___ ANGEZEIGTER TEXT

Hunger in vielen Teilen der Welt
Wenn dieser Artikel in der September-
Ausgabe von geistREich erscheint, dauert
der Krieg in der Ukraine mehr als ein
halbes Jahr. In dieser Zeit sind Tausende
von Menschen gestorben, schwer
verletzt, Millionen zur Flucht gezwungen,
Städte zerstört, Arbeitsplätze,
Lebenswerke und Zukunft von Menschen
vernichtet worden. Es war außerhalb
unserer Vorstellungskraft, dass es nach
den verheerenden ersten und zweiten
Weltkriegen erneut zu einem Krieg
mitten in Europa kommen würde. Dieser
Krieg ist nicht mit den Weltkriegen
vergleichbar, aber dieser Krieg ist ein
Krieg mit weltweiten Auswirkungen
Der Angriff auf die Ukraine und die immer
weiter fortschreitenden Zerstörungen sind
nicht nur eine humanitäre Katastrophe für die unmittelbar vom Krieg Betroffenen. Auf den weltweiten Märkten steigen die Preise für Nahrungsmittel und Energie in rasantem Tempo. So stieg die Inflationsrate in Deutschland im Juni auf 7,9 % Besonders betroffen vom Preisanstieg sind Menschen, die ohnehin in Armut leben und deswegen ihre Ernährung nicht sichern können.

______
___ AUFLISTUNG

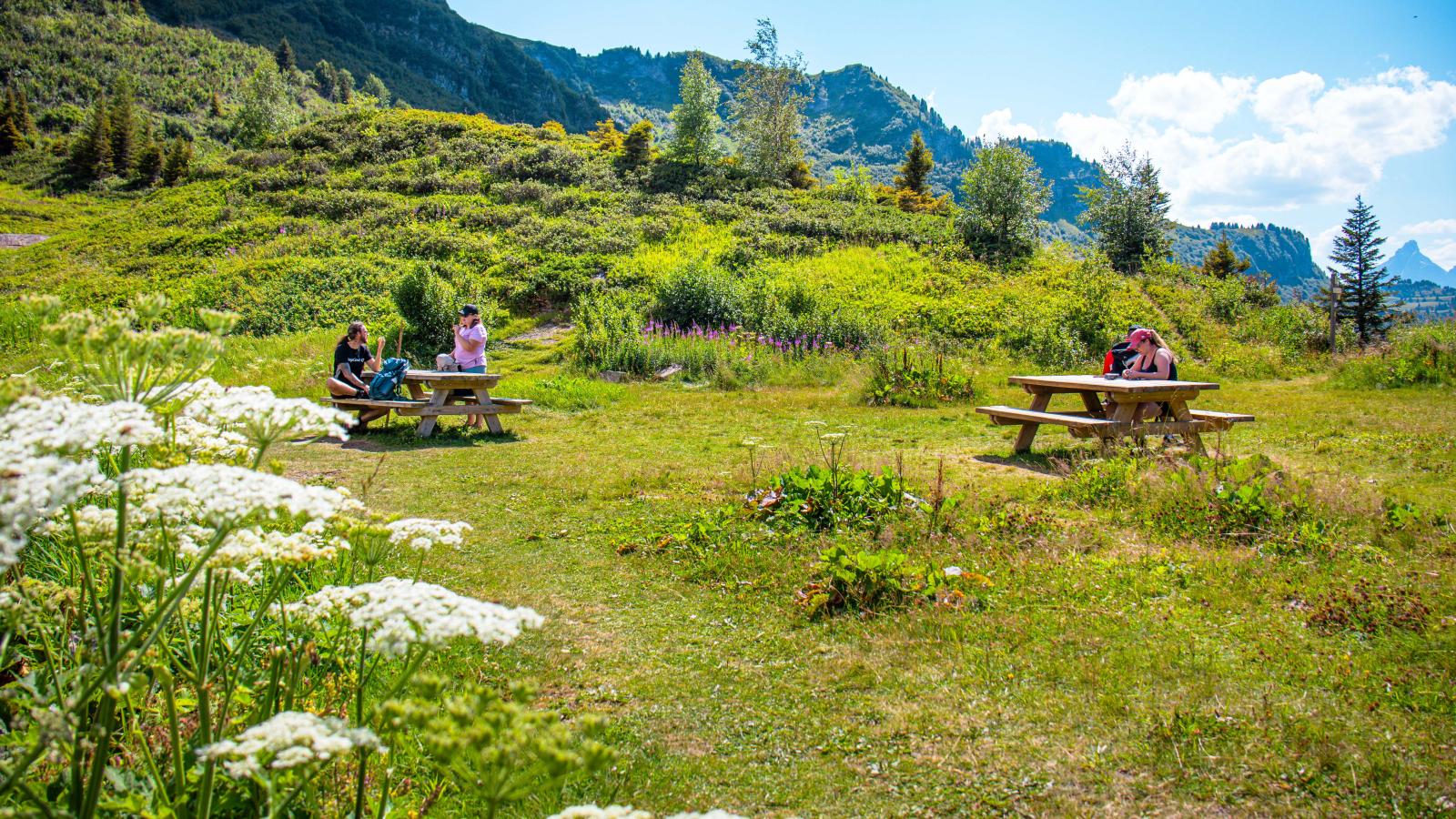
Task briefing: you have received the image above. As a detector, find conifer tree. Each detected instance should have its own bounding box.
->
[587,119,622,153]
[1199,232,1254,278]
[1077,143,1172,272]
[313,60,339,99]
[333,68,354,105]
[667,54,723,167]
[895,131,935,197]
[162,137,192,185]
[109,77,136,175]
[70,95,111,179]
[1320,197,1405,347]
[362,75,390,105]
[731,20,808,181]
[274,36,297,75]
[622,119,652,167]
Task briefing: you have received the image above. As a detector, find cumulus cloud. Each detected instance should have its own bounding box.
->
[1396,218,1456,236]
[976,108,1036,140]
[1059,66,1456,221]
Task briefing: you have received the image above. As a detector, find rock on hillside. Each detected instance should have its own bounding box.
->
[144,0,607,133]
[1385,239,1456,287]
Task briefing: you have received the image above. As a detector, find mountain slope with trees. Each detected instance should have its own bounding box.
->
[144,0,606,133]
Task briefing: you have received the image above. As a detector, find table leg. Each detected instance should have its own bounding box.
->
[475,389,505,436]
[415,388,450,439]
[1168,400,1207,455]
[1012,392,1051,451]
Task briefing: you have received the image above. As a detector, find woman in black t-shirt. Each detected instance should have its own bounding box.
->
[326,322,389,431]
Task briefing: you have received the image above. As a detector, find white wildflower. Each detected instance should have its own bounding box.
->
[124,463,359,528]
[0,440,109,569]
[551,804,652,819]
[172,415,255,460]
[284,577,544,657]
[197,711,384,780]
[388,518,470,551]
[184,379,354,448]
[0,395,163,455]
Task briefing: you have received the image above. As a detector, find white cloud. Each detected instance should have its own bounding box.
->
[1421,236,1456,269]
[1108,68,1254,134]
[1054,66,1456,221]
[976,108,1036,140]
[1396,218,1456,236]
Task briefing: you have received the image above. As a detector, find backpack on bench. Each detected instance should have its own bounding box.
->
[369,359,410,400]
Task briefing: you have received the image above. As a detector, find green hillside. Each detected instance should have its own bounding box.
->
[146,0,606,131]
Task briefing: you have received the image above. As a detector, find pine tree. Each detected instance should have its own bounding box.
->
[667,54,723,167]
[1322,197,1405,347]
[111,77,136,177]
[895,131,935,197]
[1199,232,1254,278]
[313,60,339,99]
[274,36,297,75]
[333,68,354,105]
[362,75,390,105]
[133,123,163,185]
[70,95,111,179]
[587,119,622,153]
[622,119,652,167]
[1077,143,1174,272]
[162,137,192,185]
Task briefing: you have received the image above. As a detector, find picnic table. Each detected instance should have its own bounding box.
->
[326,370,531,439]
[976,376,1254,451]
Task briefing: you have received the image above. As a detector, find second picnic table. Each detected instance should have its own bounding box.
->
[976,375,1254,451]
[328,370,530,439]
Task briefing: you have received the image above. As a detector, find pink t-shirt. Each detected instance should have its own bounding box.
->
[451,325,485,370]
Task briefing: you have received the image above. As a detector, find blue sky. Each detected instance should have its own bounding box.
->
[450,0,1456,268]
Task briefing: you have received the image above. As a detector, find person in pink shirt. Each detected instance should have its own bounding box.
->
[450,305,485,430]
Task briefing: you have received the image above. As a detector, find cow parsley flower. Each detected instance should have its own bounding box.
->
[122,463,359,529]
[184,379,354,449]
[0,395,165,455]
[0,440,109,569]
[197,711,386,780]
[388,518,470,551]
[284,577,546,657]
[551,804,652,819]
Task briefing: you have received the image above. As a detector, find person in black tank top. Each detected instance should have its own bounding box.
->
[1123,328,1178,424]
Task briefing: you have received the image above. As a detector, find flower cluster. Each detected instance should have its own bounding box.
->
[388,518,470,551]
[284,577,544,657]
[0,395,163,455]
[184,379,352,448]
[197,711,386,780]
[124,463,359,529]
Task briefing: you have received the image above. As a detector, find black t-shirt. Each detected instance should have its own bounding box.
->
[333,341,374,378]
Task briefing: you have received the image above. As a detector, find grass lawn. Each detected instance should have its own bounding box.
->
[262,337,1456,817]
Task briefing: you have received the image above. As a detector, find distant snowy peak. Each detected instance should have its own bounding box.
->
[1385,239,1456,287]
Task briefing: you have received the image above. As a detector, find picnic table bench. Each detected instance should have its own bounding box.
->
[325,370,531,439]
[976,376,1254,451]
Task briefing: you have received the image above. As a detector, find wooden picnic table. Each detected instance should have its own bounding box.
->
[326,370,531,439]
[976,375,1254,451]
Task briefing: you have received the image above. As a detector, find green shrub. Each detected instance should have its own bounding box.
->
[1332,319,1456,389]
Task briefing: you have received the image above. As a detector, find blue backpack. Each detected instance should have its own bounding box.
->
[369,359,410,400]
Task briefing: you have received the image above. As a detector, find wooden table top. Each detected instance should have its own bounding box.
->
[405,370,500,383]
[1006,376,1218,395]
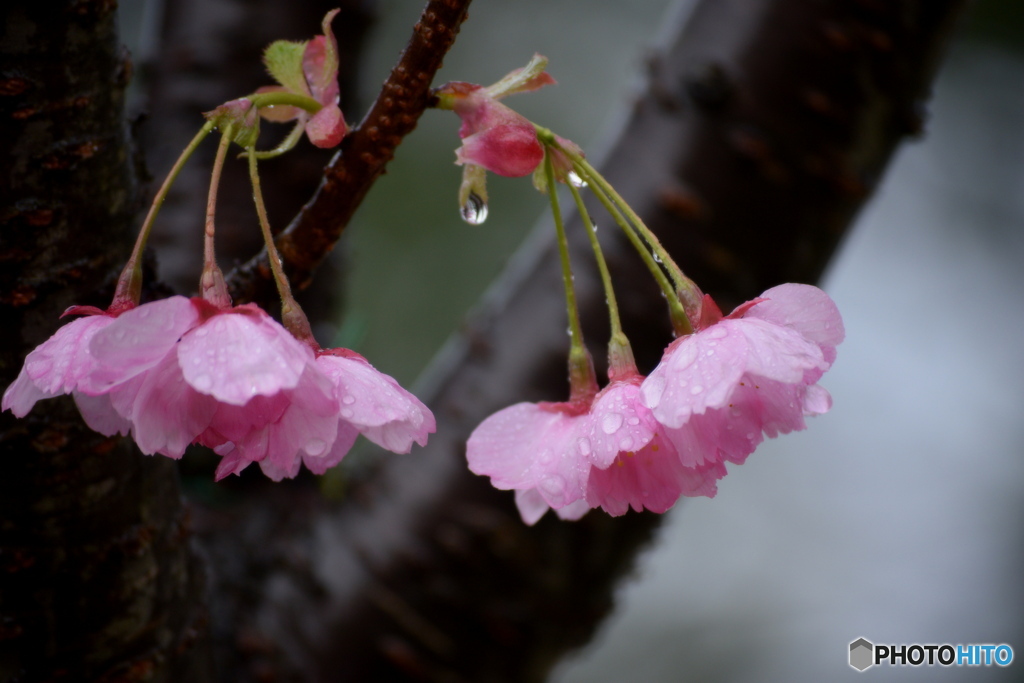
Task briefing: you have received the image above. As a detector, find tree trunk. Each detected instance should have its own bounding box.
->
[0,0,212,683]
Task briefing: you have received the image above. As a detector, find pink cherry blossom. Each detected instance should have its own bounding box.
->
[316,348,437,454]
[91,297,338,471]
[2,306,115,418]
[455,89,544,177]
[641,285,844,468]
[466,372,725,524]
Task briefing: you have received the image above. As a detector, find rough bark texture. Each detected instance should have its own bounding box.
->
[192,0,963,681]
[0,0,211,682]
[229,0,471,302]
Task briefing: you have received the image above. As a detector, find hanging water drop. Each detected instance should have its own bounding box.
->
[459,193,487,225]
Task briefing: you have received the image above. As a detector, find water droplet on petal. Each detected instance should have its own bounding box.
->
[601,413,623,434]
[640,374,667,409]
[540,474,565,498]
[565,171,587,187]
[459,193,487,225]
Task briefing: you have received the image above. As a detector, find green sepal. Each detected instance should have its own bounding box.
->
[203,97,259,147]
[263,40,310,95]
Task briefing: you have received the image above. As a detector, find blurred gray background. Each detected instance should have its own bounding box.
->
[124,0,1024,683]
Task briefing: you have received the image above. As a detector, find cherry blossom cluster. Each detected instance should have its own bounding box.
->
[467,285,844,523]
[3,296,434,480]
[436,55,844,524]
[2,10,435,480]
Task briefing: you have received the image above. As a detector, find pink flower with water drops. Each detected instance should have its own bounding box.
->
[310,348,437,456]
[641,285,845,468]
[466,372,725,524]
[2,306,119,433]
[82,297,337,476]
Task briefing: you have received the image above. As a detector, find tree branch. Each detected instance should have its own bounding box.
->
[228,0,471,303]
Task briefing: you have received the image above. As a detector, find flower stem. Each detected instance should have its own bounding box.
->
[200,124,234,308]
[566,182,637,381]
[245,90,324,114]
[246,146,321,351]
[544,151,597,400]
[112,123,215,309]
[572,157,699,291]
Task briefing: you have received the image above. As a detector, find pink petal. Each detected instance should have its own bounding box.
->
[213,444,252,481]
[803,384,831,416]
[177,306,312,405]
[456,125,544,178]
[306,104,348,150]
[743,284,846,365]
[129,352,216,458]
[14,313,115,401]
[466,403,590,508]
[641,317,826,427]
[587,438,726,516]
[211,367,338,481]
[81,296,199,394]
[316,351,437,453]
[302,9,340,104]
[515,488,551,526]
[74,391,131,436]
[455,94,537,139]
[577,377,658,469]
[3,367,48,418]
[302,421,359,474]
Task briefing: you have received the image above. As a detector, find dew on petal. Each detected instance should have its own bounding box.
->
[565,171,587,187]
[540,474,565,497]
[459,193,487,225]
[640,373,667,408]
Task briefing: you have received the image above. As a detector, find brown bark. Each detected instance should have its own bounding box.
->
[228,0,471,302]
[0,0,211,681]
[192,0,964,681]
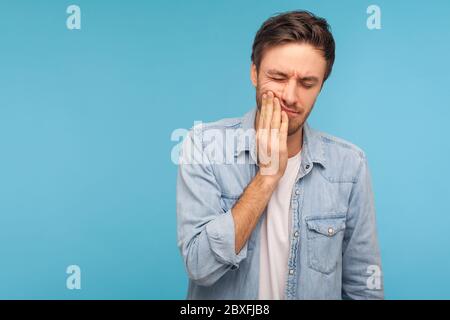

______

**AUFGABE 1**
Prüfe, ob die folgenden Aussagen mit dem angezeigten Text übereinstimmen. Antworte jeweils mit Ja oder Nein und zitiere die entscheidenden Worte des Textes wörtlich.
(a) Die Inflationsrate in Deutschland stieg im Juni auf 7,9 %.
(b) Der Krieg in der Ukraine wird mit den Weltkriegen gleichgesetzt.
(c) Auf den weltweiten Märkten sinken die Preise für Nahrungsmittel und Energie.
**AUFGABE 2**
Übersetze diesen Satz aus dem angezeigten Text ins Englische: „Besonders betroffen vom Preisanstieg sind Menschen, die ohnehin in Armut leben und deswegen ihre Ernährung nicht sichern können.“
**AUFGABE 3**
In welcher Ausgabe von geistREich erscheint der Artikel laut dem angezeigten Text?

**RICHTIGES ERGEBNIS 1**
(a) Ja: „So stieg die Inflationsrate in Deutschland im Juni auf 7,9 %“
(b) Nein: „Dieser Krieg ist nicht mit den Weltkriegen vergleichbar“
(c) Nein: „Auf den weltweiten Märkten steigen die Preise für Nahrungsmittel und Energie in rasantem Tempo.“

**RICHTIGES ERGEBNIS 2**
Particularly affected by the rise in prices are people who already live in poverty and therefore cannot secure their food supply.

**RICHTIGES ERGEBNIS 3**
In der September-Ausgabe.